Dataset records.
>>>
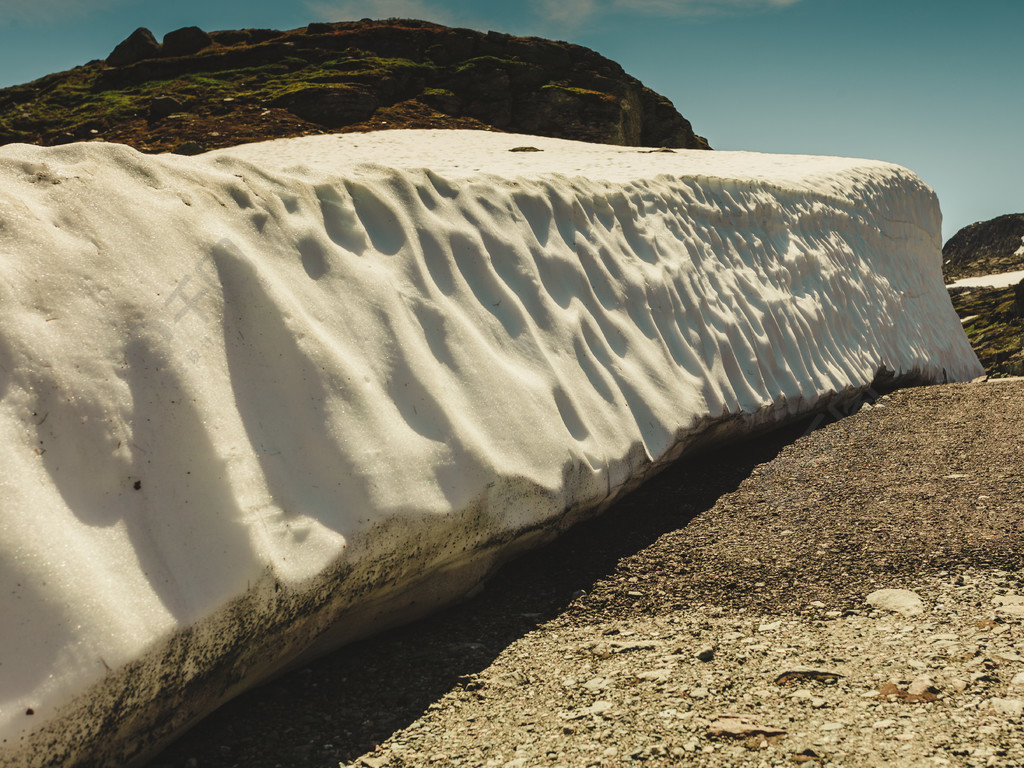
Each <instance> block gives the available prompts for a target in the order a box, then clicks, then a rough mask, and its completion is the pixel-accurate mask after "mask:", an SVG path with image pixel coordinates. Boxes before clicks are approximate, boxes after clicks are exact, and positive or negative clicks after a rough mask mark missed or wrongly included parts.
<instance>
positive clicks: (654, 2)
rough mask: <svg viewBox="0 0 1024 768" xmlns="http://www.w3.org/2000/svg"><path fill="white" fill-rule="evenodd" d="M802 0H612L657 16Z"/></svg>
mask: <svg viewBox="0 0 1024 768" xmlns="http://www.w3.org/2000/svg"><path fill="white" fill-rule="evenodd" d="M800 1H801V0H611V5H610V7H611V8H612V9H614V10H617V11H632V12H636V13H646V14H648V15H657V16H705V15H719V14H723V15H724V14H735V13H744V12H760V11H766V10H777V9H780V8H785V7H788V6H791V5H796V4H797V3H799V2H800Z"/></svg>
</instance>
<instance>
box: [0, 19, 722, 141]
mask: <svg viewBox="0 0 1024 768" xmlns="http://www.w3.org/2000/svg"><path fill="white" fill-rule="evenodd" d="M384 128H480V129H486V130H499V131H508V132H515V133H526V134H536V135H543V136H553V137H557V138H568V139H578V140H584V141H594V142H601V143H611V144H627V145H644V146H665V147H686V148H703V150H707V148H710V147H709V145H708V142H707V140H705V139H703V138H701V137H699V136H697V135H695V134H694V133H693V130H692V127H691V126H690V123H689V122H688V121H687V120H686V119H685V118H683V117H682V116H681V115H680V114H679V113H678V112H676V109H675V108H674V106H673V104H672V102H671V101H669V99H667V98H665V97H664V96H662V95H659V94H657V93H655V92H654V91H652V90H650V89H649V88H646V87H645V86H644V85H643V84H642V83H640V81H638V80H636V79H635V78H633V77H631V76H629V75H627V74H626V73H625V72H624V71H623V69H622V68H621V67H620V66H618V65H617V63H615V62H614V61H611V60H609V59H607V58H605V57H604V56H601V55H600V54H598V53H596V52H594V51H592V50H590V49H588V48H585V47H582V46H579V45H572V44H569V43H564V42H555V41H550V40H543V39H540V38H525V37H514V36H511V35H505V34H501V33H497V32H487V33H481V32H475V31H473V30H466V29H451V28H446V27H441V26H439V25H435V24H430V23H428V22H419V20H412V19H394V18H392V19H387V20H371V19H364V20H361V22H343V23H338V24H310V25H308V26H307V27H305V28H301V29H297V30H291V31H286V32H281V31H276V30H232V31H221V32H211V33H206V32H204V31H203V30H200V29H198V28H195V27H189V28H183V29H181V30H176V31H174V32H171V33H168V34H167V35H166V36H165V38H164V40H163V42H162V43H161V42H158V41H157V40H156V38H155V37H154V36H153V34H152V33H151V32H150V31H148V30H145V29H139V30H136V31H135V32H134V33H133V34H132V35H131V36H129V37H128V38H127V39H126V40H125V41H123V42H122V43H121V44H119V45H118V46H117V48H115V50H114V51H113V52H112V53H111V54H110V55H109V56H108V57H106V59H105V60H94V61H90V62H89V63H87V65H84V66H83V67H78V68H76V69H74V70H71V71H68V72H62V73H57V74H54V75H50V76H47V77H44V78H42V79H40V80H37V81H35V82H33V83H29V84H26V85H22V86H14V87H10V88H5V89H2V90H0V144H2V143H9V142H12V141H23V142H30V143H40V144H59V143H65V142H69V141H75V140H88V139H101V140H105V141H117V142H123V143H127V144H129V145H131V146H134V147H135V148H137V150H141V151H145V152H166V151H177V152H182V153H185V154H191V153H197V152H202V151H203V150H207V148H216V147H221V146H229V145H233V144H238V143H244V142H248V141H257V140H263V139H269V138H280V137H286V136H298V135H308V134H314V133H325V132H338V131H360V130H378V129H384Z"/></svg>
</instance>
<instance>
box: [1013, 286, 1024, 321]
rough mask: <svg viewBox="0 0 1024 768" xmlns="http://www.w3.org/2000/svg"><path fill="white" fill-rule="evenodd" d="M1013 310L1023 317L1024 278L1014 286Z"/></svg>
<<<
WORK TASK. Quote the records above exactly, leaving out any pictures.

FINISHED TASK.
Each <instance> block gives the available prompts for a target in the order a box, then clicks, then a rough mask, and its completion is the pixel-accurate mask after "mask:", an SVG path with image pixel coordinates. Boxes before clicks are approximate, boxes after clicks are exact, and positive or negative clicks after a rough mask mark missed or wrongly included parts.
<instance>
positive clicks: (654, 2)
rough mask: <svg viewBox="0 0 1024 768" xmlns="http://www.w3.org/2000/svg"><path fill="white" fill-rule="evenodd" d="M802 0H612L657 16Z"/></svg>
mask: <svg viewBox="0 0 1024 768" xmlns="http://www.w3.org/2000/svg"><path fill="white" fill-rule="evenodd" d="M800 1H801V0H611V5H610V7H611V8H612V9H614V10H617V11H632V12H636V13H646V14H648V15H657V16H705V15H719V14H723V15H724V14H735V13H744V12H760V11H766V10H777V9H780V8H785V7H788V6H791V5H796V4H797V3H799V2H800Z"/></svg>
</instance>
<instance>
box: [0, 19, 722, 141]
mask: <svg viewBox="0 0 1024 768" xmlns="http://www.w3.org/2000/svg"><path fill="white" fill-rule="evenodd" d="M384 128H480V129H486V130H499V131H508V132H515V133H526V134H536V135H543V136H553V137H557V138H568V139H578V140H584V141H594V142H601V143H611V144H627V145H644V146H665V147H686V148H703V150H707V148H710V147H709V145H708V142H707V140H705V139H703V138H701V137H699V136H697V135H695V134H694V133H693V130H692V127H691V126H690V123H689V122H688V121H687V120H686V119H685V118H683V117H682V116H681V115H680V114H679V113H678V112H676V109H675V108H674V106H673V104H672V102H671V101H669V99H667V98H665V97H664V96H662V95H659V94H657V93H655V92H654V91H652V90H650V89H649V88H646V87H645V86H644V85H643V84H642V83H640V81H638V80H636V79H635V78H633V77H631V76H629V75H627V74H626V73H625V72H624V71H623V69H622V68H621V67H620V66H618V65H617V63H615V62H614V61H611V60H609V59H607V58H605V57H604V56H601V55H600V54H598V53H596V52H594V51H592V50H590V49H588V48H585V47H582V46H579V45H572V44H569V43H564V42H555V41H550V40H543V39H540V38H525V37H514V36H511V35H505V34H501V33H497V32H487V33H481V32H475V31H473V30H466V29H451V28H446V27H441V26H439V25H435V24H430V23H428V22H419V20H412V19H394V18H392V19H387V20H371V19H364V20H361V22H343V23H338V24H310V25H308V26H307V27H305V28H301V29H297V30H291V31H286V32H281V31H276V30H232V31H221V32H211V33H206V32H204V31H203V30H200V29H198V28H195V27H189V28H183V29H181V30H176V31H174V32H171V33H168V34H167V35H166V36H165V38H164V40H163V42H162V43H161V42H158V41H157V40H156V38H155V37H154V36H153V34H152V33H151V32H150V31H148V30H145V29H139V30H136V31H135V32H134V33H133V34H132V35H131V36H129V37H128V38H127V39H126V40H125V41H123V42H122V43H121V44H119V45H118V46H117V48H115V50H114V51H113V52H112V53H111V54H110V55H109V56H108V57H106V59H105V60H94V61H90V62H89V63H87V65H84V66H83V67H78V68H76V69H74V70H71V71H68V72H62V73H57V74H54V75H50V76H47V77H44V78H42V79H40V80H37V81H35V82H33V83H29V84H26V85H22V86H14V87H10V88H5V89H2V90H0V144H2V143H9V142H12V141H23V142H30V143H40V144H59V143H65V142H69V141H75V140H88V139H101V140H105V141H117V142H123V143H127V144H129V145H131V146H134V147H135V148H137V150H141V151H145V152H166V151H177V152H182V153H185V154H191V153H197V152H202V151H203V150H207V148H216V147H221V146H229V145H233V144H238V143H244V142H248V141H257V140H263V139H269V138H280V137H286V136H298V135H308V134H314V133H325V132H338V131H360V130H378V129H384Z"/></svg>
</instance>
<instance>
box: [1013, 286, 1024, 321]
rough mask: <svg viewBox="0 0 1024 768" xmlns="http://www.w3.org/2000/svg"><path fill="white" fill-rule="evenodd" d="M1013 310L1023 317L1024 278L1014 286Z"/></svg>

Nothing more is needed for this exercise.